DOCUMENT SEGMENT Block Start
What happens when a bird disappears?
Who cares that the Sumatran Rhinos disappeared from the face of the earth during the time of corona? Or what will happen as a result of a number of known and unknown species lost in the Amazon fires or in Australia? The world's ecological chain will fall apart. It will be as dreadful as this corona episode. The coronavirus, once, was thought to be in bats or in pangolins perhaps. But when people started unmindful trading of these wild animals this virus became a threat to the human species.
When a bird is lost from an area, that bird also disappears from the language(s) of the people of that region. All beliefs and customs related to that bird disappear as well. Once upon a time there was an animal called Banrui in the Madhupur Sal forests and rainforests of Bangladesh. The extinction of the animal has led to the disappearance of these words and forest-based concepts from the languages of most regions. Mandi's Banrui in A.Chik language is 'Kawathi' and 'Kawtai' in the Koch language. However, the new generation of Mandi and Koch children have no idea about these words. Today's Mandi children will not understand what 'Olamakharai' is. Almost two decades ago, the Bengal slow loris was wiped out from the stated forest areas.
DOCUMENT SEGMENT Block End
**TASKS FOR THIS EXERCISE**
1 - In the text about disappearing birds, what is the Banrui called in the Koch language?
2 - Reproduce everything in the text about disappearing birds from "When a bird is" down to "stated forest areas.".
STORED DATA Block Start
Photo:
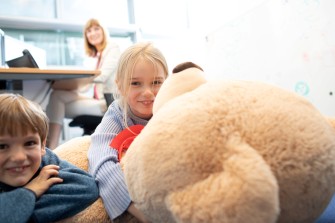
STORED DATA Block End
**RESPONSES TO THE EXERCISE**
1 - 'Kawtai'

2 -
When a bird is lost from an area, that bird also disappears from the language(s) of the people of that region. All beliefs and customs related to that bird disappear as well. Once upon a time there was an animal called Banrui in the Madhupur Sal forests and rainforests of Bangladesh. The extinction of the animal has led to the disappearance of these words and forest-based concepts from the languages of most regions. Mandi's Banrui in A.Chik language is 'Kawathi' and 'Kawtai' in the Koch language. However, the new generation of Mandi and Koch children have no idea about these words. Today's Mandi children will not understand what 'Olamakharai' is. Almost two decades ago, the Bengal slow loris was wiped out from the stated forest areas.